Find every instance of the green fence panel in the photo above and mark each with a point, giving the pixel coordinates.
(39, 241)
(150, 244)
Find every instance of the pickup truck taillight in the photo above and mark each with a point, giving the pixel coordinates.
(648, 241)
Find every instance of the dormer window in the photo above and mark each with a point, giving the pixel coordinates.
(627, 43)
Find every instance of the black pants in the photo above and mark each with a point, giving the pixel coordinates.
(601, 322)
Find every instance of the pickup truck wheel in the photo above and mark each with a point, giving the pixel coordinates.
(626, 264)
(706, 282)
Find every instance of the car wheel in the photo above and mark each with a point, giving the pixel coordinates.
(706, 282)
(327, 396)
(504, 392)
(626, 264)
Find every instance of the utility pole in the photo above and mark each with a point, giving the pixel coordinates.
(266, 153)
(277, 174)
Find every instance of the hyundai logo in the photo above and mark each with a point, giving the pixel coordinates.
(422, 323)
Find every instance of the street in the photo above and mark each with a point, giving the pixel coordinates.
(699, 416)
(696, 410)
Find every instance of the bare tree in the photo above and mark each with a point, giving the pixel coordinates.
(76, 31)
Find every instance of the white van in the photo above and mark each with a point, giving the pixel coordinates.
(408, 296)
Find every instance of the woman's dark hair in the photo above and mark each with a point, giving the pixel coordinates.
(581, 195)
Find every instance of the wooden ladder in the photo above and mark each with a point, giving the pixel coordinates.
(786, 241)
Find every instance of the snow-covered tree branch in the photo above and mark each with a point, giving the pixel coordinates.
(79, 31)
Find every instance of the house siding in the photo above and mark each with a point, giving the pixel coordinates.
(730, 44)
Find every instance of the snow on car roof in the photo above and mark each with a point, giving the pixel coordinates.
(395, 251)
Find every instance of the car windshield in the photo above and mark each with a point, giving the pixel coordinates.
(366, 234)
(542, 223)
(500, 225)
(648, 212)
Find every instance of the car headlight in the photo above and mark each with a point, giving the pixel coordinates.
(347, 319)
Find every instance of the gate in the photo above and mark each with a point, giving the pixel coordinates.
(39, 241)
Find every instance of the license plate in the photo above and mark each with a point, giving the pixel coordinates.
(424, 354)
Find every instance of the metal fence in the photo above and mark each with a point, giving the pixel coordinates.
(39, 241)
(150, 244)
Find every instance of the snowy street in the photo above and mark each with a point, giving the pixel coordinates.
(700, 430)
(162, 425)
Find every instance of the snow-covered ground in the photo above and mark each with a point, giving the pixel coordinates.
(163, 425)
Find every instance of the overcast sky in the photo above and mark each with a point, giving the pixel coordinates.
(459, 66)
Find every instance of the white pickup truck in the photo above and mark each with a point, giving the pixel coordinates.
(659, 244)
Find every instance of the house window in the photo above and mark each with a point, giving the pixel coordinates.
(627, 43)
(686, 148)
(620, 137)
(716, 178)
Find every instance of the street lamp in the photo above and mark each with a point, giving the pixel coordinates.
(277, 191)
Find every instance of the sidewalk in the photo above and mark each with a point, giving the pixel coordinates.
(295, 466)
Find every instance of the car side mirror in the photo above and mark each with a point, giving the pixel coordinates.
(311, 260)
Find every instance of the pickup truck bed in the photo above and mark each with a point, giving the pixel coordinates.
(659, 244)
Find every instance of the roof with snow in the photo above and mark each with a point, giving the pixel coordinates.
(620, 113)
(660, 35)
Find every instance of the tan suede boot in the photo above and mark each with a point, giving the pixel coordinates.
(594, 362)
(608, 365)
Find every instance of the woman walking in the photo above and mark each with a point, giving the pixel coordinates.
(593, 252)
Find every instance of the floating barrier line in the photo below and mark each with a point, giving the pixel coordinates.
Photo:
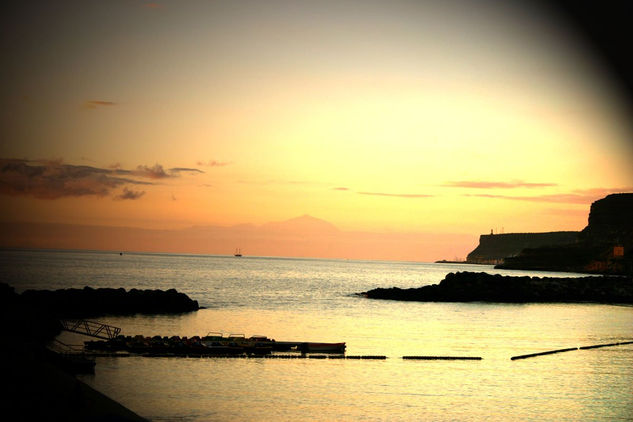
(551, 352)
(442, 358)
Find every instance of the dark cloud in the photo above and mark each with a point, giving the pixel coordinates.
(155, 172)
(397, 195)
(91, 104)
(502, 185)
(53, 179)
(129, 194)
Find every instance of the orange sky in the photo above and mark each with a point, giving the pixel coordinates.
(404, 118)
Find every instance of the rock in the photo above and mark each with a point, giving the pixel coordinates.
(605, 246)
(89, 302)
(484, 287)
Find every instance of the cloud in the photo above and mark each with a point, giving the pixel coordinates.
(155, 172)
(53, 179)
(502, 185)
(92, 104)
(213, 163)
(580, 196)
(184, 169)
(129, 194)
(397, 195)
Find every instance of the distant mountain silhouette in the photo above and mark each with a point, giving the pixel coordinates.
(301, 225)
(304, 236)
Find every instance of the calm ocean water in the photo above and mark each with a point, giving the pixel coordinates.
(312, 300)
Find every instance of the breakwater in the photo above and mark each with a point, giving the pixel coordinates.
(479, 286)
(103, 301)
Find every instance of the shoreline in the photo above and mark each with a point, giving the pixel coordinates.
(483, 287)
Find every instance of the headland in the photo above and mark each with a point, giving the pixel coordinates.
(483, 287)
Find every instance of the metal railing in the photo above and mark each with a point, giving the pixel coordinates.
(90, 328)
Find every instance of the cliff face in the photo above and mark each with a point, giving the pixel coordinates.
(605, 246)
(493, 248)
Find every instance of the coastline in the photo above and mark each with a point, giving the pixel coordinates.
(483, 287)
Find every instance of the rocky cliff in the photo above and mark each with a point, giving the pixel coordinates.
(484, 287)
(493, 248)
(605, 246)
::::::
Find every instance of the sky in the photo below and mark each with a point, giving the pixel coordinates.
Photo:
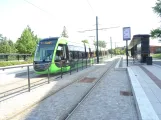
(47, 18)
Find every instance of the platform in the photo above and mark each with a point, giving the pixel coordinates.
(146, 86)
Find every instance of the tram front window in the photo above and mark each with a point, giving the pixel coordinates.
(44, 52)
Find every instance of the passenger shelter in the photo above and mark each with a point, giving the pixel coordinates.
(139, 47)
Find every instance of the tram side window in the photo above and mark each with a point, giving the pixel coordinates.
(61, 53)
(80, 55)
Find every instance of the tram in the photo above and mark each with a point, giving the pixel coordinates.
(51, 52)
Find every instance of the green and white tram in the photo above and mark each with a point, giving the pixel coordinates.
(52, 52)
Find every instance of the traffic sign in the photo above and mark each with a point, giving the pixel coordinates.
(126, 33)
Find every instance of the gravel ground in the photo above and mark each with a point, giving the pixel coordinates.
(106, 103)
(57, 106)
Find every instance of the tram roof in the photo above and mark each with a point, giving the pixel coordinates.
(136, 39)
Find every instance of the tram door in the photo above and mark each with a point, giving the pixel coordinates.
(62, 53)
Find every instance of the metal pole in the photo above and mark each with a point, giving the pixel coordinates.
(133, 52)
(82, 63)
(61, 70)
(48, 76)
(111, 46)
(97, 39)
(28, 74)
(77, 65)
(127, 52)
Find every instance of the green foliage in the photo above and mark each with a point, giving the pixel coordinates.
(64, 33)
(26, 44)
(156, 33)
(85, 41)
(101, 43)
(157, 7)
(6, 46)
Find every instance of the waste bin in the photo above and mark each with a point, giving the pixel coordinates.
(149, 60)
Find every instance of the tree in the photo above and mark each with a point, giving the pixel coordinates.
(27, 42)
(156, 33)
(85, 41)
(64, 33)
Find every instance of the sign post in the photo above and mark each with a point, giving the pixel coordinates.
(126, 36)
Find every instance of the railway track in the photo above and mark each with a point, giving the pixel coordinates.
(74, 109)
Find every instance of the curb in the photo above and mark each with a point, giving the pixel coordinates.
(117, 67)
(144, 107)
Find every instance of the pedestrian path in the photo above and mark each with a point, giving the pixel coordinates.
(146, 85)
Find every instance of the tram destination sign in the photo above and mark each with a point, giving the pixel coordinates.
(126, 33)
::::::
» Your objective: Count the lines above with the string "below"; report only that figure.

» Finished exercise: 2